Reproduce exactly the lines of the material beneath, from the line that contains "like [(195, 127)]." to the line that contains "like [(126, 117)].", both included, and no other lines.

→ INPUT
Segment Open

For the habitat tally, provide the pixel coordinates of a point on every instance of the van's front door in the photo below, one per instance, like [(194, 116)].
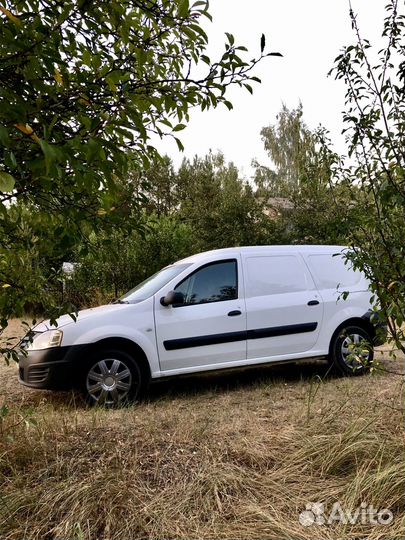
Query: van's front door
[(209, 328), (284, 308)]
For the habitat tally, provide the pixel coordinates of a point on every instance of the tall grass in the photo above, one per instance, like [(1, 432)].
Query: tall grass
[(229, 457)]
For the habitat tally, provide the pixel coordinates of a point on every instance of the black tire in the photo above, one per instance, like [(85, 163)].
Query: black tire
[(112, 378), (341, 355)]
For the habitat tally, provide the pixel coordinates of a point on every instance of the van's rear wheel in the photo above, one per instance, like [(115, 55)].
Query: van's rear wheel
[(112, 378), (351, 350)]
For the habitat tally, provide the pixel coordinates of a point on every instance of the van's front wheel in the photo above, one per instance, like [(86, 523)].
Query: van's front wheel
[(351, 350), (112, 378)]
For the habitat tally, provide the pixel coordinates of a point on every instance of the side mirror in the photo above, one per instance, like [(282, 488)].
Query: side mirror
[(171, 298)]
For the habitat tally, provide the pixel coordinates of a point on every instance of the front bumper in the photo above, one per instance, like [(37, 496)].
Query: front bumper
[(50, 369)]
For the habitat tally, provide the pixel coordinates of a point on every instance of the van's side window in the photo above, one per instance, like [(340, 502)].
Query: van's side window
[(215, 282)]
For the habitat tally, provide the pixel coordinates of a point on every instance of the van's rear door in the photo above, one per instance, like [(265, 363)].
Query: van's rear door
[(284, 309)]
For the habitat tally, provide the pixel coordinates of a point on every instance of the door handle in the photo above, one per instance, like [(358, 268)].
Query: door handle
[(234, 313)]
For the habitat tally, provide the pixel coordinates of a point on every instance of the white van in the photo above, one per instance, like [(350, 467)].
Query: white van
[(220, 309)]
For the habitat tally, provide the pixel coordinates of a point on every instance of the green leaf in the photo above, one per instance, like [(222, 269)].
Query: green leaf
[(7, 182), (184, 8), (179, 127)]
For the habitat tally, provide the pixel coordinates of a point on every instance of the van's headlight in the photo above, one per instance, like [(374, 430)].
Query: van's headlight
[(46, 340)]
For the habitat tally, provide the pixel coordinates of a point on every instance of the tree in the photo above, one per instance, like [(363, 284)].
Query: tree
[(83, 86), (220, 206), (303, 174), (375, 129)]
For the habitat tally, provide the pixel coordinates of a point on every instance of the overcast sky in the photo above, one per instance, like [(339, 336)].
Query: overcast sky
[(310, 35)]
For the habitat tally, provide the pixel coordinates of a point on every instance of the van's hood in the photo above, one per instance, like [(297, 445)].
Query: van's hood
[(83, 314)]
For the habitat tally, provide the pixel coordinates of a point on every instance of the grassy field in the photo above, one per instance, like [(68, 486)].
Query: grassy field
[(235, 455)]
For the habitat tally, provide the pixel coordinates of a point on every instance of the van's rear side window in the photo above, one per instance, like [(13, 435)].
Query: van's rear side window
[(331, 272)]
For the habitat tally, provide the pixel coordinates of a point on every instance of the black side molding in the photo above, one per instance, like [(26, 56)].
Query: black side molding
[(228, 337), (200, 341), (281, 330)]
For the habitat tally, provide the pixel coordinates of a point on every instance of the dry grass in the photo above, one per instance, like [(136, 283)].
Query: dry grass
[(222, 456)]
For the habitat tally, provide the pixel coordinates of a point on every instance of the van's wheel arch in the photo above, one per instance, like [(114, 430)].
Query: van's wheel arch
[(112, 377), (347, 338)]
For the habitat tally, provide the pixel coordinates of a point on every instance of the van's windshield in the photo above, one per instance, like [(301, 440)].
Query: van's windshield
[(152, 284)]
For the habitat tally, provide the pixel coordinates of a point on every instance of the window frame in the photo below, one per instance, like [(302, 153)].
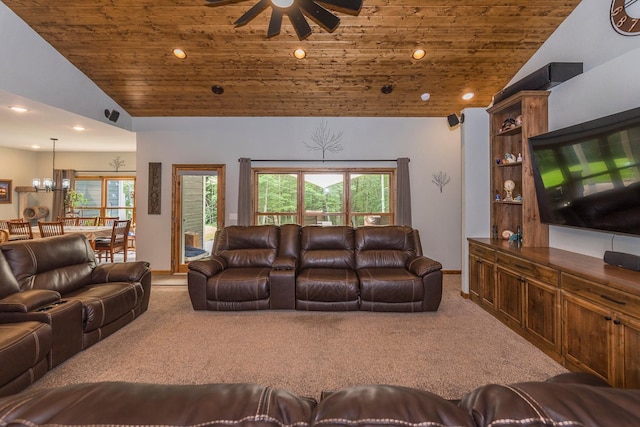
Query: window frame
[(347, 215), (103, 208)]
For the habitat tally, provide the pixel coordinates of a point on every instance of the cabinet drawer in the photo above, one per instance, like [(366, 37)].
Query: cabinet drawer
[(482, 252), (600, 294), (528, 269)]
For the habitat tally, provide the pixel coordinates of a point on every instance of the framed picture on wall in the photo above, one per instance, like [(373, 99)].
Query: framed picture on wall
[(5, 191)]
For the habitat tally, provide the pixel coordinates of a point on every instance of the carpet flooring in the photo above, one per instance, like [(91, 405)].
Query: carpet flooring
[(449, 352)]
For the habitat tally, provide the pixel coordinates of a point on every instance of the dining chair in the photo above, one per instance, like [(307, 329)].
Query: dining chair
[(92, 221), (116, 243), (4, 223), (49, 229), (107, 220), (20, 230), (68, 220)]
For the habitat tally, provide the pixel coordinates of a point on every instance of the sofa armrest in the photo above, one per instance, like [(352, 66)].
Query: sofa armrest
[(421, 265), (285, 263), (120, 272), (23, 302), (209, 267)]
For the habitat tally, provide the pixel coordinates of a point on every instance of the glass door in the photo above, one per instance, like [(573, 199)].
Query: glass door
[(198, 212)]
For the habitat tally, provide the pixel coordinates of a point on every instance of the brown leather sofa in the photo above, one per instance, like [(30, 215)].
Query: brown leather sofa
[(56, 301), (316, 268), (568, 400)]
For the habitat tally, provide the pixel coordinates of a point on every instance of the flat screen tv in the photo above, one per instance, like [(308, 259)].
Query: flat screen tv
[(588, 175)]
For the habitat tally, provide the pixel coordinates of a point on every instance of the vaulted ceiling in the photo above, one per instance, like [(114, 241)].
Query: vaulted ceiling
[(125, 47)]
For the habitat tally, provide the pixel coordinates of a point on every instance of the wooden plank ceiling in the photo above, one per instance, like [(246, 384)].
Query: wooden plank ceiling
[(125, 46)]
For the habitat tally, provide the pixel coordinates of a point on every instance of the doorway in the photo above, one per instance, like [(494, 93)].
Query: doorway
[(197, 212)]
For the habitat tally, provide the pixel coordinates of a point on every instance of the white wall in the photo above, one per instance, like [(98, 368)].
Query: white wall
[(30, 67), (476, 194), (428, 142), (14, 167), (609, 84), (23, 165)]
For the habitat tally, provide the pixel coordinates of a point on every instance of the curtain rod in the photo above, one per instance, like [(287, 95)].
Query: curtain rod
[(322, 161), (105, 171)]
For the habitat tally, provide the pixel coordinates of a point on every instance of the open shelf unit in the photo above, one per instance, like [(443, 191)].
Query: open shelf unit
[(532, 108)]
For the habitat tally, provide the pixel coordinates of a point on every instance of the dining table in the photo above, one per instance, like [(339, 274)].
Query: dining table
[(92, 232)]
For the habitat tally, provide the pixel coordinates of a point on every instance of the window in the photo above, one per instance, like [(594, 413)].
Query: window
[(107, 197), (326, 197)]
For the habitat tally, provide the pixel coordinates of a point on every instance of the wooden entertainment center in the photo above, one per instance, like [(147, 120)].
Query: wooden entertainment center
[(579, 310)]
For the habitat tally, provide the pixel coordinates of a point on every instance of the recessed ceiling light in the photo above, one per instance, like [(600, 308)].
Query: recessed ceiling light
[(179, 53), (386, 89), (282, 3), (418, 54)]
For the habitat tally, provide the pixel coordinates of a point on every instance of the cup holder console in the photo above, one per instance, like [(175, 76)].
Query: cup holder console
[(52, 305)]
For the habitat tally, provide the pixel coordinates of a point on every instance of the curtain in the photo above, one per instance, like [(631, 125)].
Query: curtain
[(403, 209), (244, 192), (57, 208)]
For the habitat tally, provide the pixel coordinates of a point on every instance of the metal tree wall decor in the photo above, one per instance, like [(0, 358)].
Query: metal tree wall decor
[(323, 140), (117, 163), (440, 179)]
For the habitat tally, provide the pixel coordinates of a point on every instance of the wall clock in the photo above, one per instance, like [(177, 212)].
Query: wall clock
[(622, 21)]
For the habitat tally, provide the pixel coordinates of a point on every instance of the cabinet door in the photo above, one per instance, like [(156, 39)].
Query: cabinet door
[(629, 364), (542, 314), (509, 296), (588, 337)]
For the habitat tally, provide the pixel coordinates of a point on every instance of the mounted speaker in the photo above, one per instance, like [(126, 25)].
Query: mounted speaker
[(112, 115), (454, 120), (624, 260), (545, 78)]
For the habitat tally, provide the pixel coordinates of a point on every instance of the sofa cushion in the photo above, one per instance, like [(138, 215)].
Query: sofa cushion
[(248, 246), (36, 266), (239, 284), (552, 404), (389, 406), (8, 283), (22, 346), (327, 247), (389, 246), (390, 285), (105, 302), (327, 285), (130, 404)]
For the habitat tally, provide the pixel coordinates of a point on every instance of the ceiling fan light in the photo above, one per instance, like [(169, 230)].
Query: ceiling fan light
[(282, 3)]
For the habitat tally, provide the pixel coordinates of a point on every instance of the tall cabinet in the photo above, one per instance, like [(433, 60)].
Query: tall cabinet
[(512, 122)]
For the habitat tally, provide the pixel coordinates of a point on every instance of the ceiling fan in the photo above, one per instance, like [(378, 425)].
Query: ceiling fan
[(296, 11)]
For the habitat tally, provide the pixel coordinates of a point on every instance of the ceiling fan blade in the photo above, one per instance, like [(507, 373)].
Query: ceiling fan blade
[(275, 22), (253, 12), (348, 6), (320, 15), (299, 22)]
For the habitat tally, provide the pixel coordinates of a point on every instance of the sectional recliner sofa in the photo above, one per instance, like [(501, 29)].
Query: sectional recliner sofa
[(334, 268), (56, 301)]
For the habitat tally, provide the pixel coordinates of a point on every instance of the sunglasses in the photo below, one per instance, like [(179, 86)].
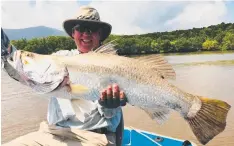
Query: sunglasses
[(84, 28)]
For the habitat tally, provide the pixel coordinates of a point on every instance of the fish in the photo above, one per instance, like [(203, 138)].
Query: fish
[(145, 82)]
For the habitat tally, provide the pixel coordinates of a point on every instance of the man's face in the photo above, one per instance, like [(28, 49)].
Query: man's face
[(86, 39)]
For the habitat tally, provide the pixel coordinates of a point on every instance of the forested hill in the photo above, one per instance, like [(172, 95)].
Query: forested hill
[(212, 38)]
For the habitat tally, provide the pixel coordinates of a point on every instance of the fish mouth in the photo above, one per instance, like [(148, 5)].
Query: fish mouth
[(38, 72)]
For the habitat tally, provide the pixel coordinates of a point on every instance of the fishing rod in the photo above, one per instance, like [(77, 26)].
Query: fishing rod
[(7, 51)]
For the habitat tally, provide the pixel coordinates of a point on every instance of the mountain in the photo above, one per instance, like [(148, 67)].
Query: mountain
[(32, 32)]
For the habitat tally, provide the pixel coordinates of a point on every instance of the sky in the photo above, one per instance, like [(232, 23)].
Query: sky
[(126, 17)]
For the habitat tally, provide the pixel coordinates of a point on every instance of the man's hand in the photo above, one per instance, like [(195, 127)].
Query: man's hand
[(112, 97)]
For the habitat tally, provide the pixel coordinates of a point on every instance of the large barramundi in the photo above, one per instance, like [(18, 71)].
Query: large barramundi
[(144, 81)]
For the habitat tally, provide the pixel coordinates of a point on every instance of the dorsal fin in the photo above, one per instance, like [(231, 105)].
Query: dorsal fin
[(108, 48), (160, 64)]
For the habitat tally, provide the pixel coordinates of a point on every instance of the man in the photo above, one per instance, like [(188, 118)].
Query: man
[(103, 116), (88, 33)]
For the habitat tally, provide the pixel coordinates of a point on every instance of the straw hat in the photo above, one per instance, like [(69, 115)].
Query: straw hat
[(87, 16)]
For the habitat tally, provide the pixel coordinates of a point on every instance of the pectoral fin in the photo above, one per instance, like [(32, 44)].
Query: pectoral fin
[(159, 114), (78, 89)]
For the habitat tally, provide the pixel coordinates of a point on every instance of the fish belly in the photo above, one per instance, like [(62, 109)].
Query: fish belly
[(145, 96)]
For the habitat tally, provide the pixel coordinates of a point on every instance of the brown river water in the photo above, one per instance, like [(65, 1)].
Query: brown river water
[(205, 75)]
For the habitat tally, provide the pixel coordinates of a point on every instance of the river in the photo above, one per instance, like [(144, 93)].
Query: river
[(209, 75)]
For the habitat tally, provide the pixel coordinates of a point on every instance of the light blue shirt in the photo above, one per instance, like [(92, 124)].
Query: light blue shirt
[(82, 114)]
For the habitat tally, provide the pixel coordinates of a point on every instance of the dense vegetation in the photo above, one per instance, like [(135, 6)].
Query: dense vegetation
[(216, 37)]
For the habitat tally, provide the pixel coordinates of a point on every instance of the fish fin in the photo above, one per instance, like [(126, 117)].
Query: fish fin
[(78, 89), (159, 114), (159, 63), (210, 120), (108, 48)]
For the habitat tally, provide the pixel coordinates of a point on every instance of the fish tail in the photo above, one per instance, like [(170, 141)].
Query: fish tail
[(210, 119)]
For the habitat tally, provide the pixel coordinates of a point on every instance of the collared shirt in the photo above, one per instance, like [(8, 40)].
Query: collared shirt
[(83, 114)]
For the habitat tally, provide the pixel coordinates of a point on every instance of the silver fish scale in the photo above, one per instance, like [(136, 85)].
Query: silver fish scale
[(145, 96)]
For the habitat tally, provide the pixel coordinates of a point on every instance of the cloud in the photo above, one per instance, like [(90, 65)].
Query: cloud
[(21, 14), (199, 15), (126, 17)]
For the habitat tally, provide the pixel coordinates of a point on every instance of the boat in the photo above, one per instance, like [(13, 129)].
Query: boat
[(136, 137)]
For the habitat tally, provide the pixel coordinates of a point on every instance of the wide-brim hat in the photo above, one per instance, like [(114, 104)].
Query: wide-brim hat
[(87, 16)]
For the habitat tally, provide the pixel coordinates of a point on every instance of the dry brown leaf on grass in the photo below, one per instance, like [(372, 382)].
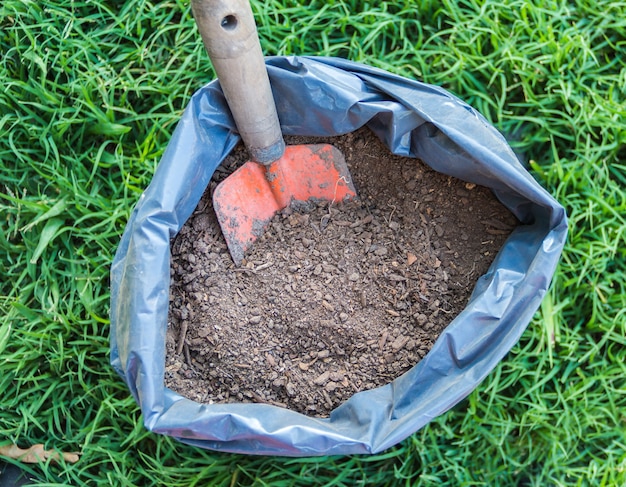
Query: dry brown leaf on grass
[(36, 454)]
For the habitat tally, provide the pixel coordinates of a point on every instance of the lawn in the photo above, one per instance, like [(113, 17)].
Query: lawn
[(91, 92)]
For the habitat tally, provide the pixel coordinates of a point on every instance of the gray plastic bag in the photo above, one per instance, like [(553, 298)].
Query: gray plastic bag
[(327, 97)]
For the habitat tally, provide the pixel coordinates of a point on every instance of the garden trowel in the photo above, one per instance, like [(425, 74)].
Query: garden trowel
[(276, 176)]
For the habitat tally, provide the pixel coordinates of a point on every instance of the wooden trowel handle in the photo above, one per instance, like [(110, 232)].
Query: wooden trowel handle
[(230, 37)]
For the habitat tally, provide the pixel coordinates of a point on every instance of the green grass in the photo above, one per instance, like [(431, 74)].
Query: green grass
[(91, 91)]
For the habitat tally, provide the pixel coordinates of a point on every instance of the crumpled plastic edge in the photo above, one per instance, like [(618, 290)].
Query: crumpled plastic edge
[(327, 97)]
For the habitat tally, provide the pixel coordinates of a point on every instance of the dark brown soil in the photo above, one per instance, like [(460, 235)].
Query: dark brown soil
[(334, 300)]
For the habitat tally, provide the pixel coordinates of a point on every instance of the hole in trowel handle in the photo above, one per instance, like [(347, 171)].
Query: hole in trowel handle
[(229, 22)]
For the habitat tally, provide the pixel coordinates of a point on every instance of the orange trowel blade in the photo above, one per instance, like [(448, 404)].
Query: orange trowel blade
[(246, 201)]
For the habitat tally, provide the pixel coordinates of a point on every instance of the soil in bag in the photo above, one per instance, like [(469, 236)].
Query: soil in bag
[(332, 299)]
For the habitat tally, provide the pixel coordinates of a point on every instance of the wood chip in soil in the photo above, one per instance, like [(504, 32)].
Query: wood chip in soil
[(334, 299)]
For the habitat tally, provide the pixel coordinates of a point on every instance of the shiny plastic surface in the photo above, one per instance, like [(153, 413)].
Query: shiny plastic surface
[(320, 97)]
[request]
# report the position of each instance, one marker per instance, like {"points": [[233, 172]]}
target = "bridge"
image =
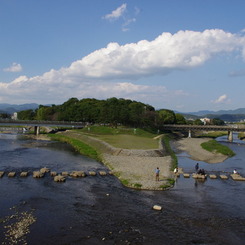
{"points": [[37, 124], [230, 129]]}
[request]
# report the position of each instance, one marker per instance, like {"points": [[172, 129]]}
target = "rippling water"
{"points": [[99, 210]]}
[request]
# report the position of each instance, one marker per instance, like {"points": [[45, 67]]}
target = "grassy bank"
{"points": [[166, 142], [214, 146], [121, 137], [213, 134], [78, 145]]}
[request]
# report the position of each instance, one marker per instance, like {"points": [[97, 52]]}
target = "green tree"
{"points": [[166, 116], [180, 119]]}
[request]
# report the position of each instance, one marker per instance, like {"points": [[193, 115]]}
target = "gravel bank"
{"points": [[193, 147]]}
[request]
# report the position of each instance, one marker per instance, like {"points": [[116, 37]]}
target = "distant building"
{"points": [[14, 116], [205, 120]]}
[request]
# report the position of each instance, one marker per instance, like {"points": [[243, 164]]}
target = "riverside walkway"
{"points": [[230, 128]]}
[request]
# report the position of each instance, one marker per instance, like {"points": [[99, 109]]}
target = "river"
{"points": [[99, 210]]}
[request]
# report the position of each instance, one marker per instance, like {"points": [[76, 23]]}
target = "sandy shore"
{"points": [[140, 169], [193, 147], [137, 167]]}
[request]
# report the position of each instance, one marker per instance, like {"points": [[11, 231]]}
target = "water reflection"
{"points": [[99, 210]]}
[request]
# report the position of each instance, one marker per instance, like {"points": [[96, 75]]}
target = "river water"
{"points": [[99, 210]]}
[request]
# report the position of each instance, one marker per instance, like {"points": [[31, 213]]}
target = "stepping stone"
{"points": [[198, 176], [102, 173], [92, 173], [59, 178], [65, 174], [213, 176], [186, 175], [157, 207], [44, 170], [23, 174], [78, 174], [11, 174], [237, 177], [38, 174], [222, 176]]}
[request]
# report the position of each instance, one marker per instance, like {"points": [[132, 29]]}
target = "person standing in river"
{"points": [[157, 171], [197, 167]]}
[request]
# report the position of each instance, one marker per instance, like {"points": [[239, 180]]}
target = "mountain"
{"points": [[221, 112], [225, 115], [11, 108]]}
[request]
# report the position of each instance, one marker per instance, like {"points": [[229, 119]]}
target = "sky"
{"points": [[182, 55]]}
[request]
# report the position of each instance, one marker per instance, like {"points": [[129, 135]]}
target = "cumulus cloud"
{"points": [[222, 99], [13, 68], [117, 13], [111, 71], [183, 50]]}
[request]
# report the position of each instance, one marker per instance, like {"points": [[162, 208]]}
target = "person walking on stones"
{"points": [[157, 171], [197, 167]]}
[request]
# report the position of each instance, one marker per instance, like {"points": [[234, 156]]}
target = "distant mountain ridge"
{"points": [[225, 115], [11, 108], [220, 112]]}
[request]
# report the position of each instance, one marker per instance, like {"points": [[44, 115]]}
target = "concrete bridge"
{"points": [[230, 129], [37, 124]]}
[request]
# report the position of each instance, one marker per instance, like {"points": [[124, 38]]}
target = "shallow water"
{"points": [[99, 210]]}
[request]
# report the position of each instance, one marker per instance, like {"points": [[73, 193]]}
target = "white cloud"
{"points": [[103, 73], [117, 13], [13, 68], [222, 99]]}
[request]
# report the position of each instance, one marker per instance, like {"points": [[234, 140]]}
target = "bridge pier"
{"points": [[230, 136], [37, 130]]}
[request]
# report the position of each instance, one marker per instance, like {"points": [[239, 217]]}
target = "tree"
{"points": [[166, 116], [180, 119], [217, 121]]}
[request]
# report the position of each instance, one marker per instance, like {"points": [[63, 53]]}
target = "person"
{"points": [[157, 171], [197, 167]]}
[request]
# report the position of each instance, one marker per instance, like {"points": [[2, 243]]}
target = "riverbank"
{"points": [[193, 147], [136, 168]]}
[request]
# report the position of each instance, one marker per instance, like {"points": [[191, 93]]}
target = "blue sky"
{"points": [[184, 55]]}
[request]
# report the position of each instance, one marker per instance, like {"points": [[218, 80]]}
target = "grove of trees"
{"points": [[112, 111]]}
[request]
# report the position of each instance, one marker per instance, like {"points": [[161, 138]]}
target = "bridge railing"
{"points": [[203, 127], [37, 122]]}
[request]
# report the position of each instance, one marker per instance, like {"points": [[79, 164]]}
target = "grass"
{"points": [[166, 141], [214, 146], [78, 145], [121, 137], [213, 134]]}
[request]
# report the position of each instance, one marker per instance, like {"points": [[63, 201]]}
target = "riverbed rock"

Segment Closed

→ ANSWER FOR THE TASK
For the habitat tally, provide the pixel coordinates of a point on every instance of the man's hand in the photo above, one per instance, like [(195, 127)].
Query: man's hand
[(112, 97)]
For the habitat tally, provide the pixel coordinates of a point on every instance of the large barramundi in the photo above, one per instance, like [(18, 71)].
Query: large barramundi
[(144, 81)]
For the habitat tally, provide the pixel coordinates of a point on every instance of the dorsal fin in the photo above, one per instance, like [(231, 105)].
Query: dorsal fin
[(108, 48), (160, 64)]
For the habitat tally, provide the pixel coordinates of a point on every instance of the man in the photo above, one per instance, like [(188, 118)].
Query: man
[(103, 116), (88, 33)]
For the habitat tally, provide the pixel coordinates of a point on every instance of the straw hat in the photo above, one per instance, like [(69, 115)].
Query: straw hat
[(87, 16)]
For the habitat tally, provide the pixel coordinates of a point on every instance of the pectoral fin in the photo above, one per instance, like [(32, 44)].
Query: pectoral fin
[(159, 114), (78, 89)]
For the habitat tally, provide the pixel coordinates of a point on every instance of the fish belly in the photo above, one per instance, like [(62, 109)].
Query: fish belly
[(145, 96)]
For the habitat tally, provide the pixel coordinates of a point on every instance of the brown river water in the photo above, one per instance, like [(65, 1)].
Query: brown river water
[(205, 75)]
For the habitat tally, provide the pixel coordinates of a point on every instance of the river in the photo above, one per instance, like [(144, 93)].
Query: river
[(209, 75)]
For the habitat tally, provide the pixel coordinates of a point on every instance of the light blue shirt in the photo above, one per instance, like [(92, 124)].
Query: light blue shirt
[(82, 114)]
For the habitat tally, provide the pixel coordinates of a point on every instance of the dense vegetation in the photo above, one per instance, like [(135, 6)].
Query: dense vegetation
[(216, 37)]
For the habitat tally, provide the pixel coordinates of a point on every instance of the fish fin in the photo above, one per instance, like [(126, 117)].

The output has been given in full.